*TASK OBJECTIVE:* Put the lines of the material from the line with "of the silver" up to and including the line with "x=1114, y=244" into a Markdown table with two columns, Row and Line. Number each row and leave out blank lines.

*STORED ROWS:*
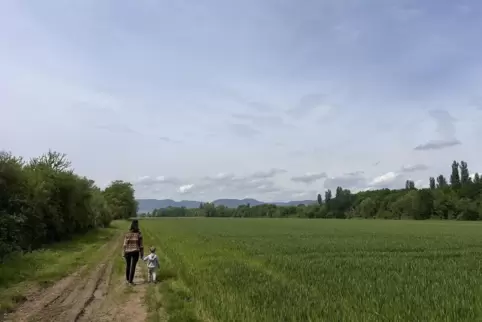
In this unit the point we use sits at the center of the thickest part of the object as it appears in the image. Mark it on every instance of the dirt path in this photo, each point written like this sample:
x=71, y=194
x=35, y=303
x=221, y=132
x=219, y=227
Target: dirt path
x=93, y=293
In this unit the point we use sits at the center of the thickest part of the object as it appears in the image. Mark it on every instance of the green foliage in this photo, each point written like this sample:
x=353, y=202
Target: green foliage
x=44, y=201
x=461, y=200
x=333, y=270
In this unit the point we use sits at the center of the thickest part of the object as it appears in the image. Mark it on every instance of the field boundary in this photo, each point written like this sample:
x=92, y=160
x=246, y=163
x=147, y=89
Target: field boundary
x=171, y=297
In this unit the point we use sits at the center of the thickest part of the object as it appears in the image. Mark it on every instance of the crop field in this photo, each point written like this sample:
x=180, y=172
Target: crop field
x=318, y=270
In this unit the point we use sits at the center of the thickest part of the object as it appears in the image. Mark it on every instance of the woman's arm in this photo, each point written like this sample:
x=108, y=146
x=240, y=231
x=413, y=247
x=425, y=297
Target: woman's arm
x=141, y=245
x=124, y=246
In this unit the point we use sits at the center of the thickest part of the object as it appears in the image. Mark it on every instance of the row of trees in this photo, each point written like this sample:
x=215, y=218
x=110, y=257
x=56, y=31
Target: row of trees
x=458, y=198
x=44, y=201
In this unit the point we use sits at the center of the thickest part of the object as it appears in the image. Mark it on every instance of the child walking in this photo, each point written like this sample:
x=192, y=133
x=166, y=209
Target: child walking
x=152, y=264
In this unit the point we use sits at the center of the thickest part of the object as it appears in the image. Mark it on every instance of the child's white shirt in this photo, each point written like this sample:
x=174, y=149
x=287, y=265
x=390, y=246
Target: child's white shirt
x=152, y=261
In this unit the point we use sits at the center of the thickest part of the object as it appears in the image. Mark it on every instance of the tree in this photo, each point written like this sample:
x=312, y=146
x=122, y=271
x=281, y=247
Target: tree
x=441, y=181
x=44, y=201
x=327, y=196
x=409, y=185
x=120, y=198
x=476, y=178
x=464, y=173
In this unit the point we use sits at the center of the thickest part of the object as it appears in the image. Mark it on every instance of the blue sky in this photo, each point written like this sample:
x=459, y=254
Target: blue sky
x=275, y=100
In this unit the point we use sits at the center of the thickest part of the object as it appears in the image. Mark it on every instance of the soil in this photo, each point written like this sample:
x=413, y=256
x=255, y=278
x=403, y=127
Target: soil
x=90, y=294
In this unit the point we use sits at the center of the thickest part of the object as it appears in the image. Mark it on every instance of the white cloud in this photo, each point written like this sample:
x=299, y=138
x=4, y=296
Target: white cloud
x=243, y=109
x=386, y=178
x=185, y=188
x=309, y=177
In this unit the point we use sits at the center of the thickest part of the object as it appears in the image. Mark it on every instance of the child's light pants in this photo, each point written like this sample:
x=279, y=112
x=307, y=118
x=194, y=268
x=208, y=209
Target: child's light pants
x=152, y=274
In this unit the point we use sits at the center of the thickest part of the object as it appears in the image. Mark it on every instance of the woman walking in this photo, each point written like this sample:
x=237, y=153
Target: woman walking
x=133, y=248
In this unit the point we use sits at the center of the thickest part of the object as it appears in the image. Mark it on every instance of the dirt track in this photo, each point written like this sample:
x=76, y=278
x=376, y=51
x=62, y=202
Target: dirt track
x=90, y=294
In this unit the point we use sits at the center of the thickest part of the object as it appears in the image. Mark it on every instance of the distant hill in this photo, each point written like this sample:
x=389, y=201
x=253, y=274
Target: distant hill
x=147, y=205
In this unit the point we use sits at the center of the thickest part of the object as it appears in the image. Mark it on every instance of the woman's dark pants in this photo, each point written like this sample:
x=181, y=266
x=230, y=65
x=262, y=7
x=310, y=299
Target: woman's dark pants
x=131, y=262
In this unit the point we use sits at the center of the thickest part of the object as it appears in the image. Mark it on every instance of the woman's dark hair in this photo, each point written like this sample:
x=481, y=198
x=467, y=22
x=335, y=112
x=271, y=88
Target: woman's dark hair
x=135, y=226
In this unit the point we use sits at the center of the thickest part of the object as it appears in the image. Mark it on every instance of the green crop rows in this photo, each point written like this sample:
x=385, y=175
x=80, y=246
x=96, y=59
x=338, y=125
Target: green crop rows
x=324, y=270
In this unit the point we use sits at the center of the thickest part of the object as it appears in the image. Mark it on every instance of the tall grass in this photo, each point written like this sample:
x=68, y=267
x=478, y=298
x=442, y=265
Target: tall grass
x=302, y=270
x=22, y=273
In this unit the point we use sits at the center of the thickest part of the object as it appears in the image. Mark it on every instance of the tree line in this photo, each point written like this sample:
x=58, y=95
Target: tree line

---

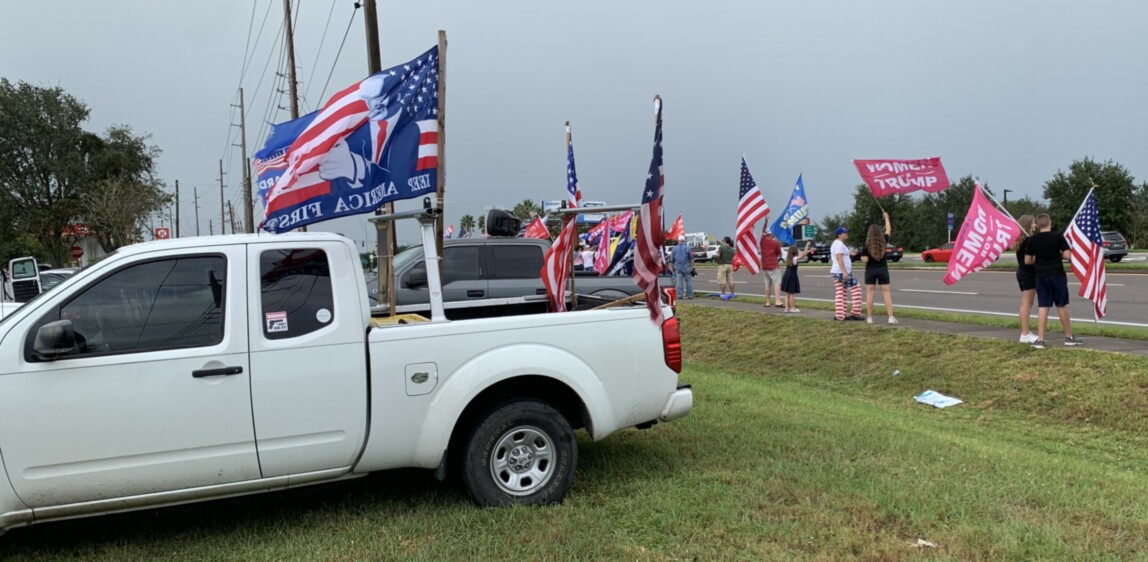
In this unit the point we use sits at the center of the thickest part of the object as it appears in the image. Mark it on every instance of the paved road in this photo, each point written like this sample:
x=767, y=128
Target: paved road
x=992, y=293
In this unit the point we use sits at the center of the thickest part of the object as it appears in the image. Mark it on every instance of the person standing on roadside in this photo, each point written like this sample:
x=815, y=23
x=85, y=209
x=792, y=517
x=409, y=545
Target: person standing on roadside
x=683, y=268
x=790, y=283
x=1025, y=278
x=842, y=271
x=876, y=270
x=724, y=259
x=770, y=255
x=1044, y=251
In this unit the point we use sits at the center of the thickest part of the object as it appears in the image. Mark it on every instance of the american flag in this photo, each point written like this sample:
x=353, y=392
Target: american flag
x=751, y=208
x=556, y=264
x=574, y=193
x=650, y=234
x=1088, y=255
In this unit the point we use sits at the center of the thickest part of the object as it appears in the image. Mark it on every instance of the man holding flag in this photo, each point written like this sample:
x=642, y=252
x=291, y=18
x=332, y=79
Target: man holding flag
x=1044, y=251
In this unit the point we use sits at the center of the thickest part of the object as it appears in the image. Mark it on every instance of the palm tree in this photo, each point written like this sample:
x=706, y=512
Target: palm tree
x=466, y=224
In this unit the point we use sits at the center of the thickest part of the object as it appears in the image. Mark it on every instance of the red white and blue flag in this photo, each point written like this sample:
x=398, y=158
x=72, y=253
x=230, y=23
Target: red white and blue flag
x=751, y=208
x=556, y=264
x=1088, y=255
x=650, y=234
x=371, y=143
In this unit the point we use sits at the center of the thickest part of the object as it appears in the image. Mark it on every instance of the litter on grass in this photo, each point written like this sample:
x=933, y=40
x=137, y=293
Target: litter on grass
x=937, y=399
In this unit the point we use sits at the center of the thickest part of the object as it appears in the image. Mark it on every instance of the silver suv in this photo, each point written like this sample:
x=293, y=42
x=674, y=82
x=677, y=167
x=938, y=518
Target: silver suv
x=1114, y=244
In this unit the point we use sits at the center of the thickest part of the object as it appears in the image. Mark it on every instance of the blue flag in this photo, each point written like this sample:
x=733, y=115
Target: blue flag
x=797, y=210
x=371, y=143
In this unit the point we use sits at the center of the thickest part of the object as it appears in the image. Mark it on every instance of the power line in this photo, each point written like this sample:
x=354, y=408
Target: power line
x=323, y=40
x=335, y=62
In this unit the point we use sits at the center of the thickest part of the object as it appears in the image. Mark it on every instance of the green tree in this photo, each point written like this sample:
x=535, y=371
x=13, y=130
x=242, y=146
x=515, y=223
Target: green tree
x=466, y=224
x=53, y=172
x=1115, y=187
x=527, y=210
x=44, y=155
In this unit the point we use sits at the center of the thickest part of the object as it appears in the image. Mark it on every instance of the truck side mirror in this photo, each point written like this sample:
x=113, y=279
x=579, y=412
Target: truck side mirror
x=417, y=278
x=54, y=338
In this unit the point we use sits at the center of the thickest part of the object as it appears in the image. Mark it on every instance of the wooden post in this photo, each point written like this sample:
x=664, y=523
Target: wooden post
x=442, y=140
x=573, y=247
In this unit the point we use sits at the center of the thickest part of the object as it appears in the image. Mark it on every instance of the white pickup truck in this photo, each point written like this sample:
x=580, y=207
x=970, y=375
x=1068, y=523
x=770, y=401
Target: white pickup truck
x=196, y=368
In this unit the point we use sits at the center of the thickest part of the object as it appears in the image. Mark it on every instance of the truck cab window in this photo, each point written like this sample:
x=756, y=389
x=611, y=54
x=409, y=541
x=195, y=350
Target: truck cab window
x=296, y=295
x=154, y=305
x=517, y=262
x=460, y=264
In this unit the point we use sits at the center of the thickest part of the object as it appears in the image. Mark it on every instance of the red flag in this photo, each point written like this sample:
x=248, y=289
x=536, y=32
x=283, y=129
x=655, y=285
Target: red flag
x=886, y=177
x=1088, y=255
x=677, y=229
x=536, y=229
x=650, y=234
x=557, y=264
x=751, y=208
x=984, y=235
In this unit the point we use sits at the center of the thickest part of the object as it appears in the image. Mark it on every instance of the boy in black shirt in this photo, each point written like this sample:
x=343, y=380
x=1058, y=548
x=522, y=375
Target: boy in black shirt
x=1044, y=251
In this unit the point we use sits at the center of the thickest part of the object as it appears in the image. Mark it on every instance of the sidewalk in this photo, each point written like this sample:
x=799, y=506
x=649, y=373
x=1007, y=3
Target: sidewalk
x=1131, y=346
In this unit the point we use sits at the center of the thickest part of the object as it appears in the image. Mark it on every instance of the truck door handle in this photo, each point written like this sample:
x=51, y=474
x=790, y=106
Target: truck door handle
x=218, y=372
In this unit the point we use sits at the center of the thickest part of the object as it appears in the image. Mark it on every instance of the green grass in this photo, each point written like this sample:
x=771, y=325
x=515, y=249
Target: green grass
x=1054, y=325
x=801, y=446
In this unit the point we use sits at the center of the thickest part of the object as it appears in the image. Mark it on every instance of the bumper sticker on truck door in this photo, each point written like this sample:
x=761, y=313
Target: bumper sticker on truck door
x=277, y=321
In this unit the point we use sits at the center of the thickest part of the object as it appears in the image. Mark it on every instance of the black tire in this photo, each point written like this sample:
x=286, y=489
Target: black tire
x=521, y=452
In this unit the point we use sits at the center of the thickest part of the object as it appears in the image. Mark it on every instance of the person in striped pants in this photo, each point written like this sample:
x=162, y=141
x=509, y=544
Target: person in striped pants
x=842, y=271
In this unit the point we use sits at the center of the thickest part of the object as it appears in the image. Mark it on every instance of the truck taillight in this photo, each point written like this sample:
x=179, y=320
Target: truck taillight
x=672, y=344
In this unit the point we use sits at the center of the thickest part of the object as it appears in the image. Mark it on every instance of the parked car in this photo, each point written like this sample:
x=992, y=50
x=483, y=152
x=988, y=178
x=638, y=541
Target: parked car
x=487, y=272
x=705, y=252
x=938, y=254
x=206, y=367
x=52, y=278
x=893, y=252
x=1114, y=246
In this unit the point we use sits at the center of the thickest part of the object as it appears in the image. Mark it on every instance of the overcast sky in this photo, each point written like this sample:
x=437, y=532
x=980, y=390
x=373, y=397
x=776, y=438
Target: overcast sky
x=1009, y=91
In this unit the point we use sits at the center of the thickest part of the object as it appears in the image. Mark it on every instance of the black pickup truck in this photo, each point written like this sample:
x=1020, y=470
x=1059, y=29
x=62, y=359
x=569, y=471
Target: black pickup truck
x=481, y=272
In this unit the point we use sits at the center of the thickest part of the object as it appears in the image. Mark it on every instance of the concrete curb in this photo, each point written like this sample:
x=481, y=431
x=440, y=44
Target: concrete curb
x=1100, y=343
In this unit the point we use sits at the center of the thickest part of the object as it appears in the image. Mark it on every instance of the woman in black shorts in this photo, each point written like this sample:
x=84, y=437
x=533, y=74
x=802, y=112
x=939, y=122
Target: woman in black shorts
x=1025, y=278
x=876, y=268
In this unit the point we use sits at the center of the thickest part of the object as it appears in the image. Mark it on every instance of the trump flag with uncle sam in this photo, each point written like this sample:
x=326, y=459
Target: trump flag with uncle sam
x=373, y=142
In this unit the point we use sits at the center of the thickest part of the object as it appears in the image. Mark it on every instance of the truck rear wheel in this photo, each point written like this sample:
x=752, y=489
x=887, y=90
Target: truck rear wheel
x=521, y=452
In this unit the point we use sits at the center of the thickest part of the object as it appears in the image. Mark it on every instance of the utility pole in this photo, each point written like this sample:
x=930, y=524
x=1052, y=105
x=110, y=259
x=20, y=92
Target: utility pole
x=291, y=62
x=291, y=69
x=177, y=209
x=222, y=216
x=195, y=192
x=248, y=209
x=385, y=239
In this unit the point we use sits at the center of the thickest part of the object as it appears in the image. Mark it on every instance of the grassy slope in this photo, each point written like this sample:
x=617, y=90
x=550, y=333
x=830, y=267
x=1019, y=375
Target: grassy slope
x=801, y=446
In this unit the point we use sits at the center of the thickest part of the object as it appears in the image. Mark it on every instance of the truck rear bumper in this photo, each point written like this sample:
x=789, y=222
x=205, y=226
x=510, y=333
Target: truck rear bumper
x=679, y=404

*EXERCISE OUTPUT:*
| Row | Line |
|---|---|
| 1 | In this unit the point we use sits at the center of the thickest part of the object as it appears in the image. Mark it on every instance of the silver suv in this photo, each point written like this sample: |
| 2 | x=293, y=42 |
| 3 | x=674, y=82 |
| 4 | x=677, y=167 |
| 5 | x=938, y=518 |
| 6 | Target: silver suv |
| 7 | x=1114, y=244 |